------ RECORDS SHOWN ------

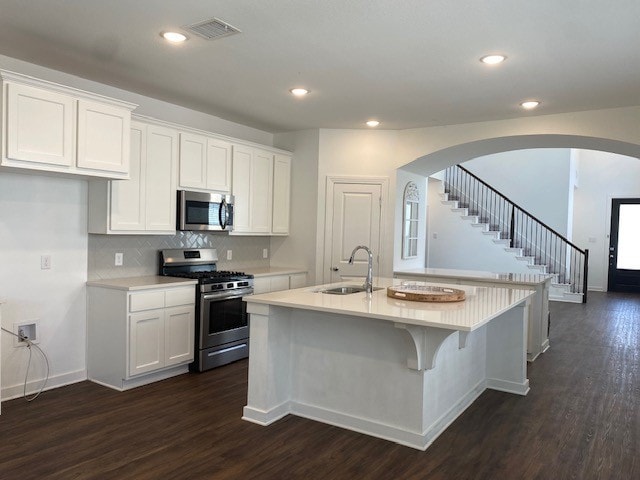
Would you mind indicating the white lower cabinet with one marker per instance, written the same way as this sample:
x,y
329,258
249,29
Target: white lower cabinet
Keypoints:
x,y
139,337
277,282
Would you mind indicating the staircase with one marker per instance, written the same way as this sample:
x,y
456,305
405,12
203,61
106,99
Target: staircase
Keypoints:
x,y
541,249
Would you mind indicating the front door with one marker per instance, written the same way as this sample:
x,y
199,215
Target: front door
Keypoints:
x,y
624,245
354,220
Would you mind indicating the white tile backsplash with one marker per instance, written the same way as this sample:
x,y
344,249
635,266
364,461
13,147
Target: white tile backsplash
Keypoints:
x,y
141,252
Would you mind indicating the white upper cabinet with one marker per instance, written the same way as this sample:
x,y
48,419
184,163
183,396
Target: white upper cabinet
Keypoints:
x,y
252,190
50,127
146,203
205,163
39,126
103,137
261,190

------

PROBLEM: Copy out word for word the lines of the records from the one containing "Would you mind indicating the front" through the final line of the records.

COMPLETED EXERCISE:
Would you mind indicating the front door with one marker per instance, written the same way as this sample:
x,y
199,215
Target: front door
Keypoints:
x,y
624,245
354,220
Would you mind indicating the white tile backsplash with one marker per instance, written the same way as this sample:
x,y
344,249
635,266
364,461
13,147
Target: white tile backsplash
Keypoints:
x,y
141,252
Would you mind indicating the white upper cabinet with one marker per instance, written the same way as this sample:
x,y
48,419
184,163
183,396
Target: white upper cabinet
Keypoints:
x,y
252,190
50,127
146,203
205,163
39,126
103,137
261,190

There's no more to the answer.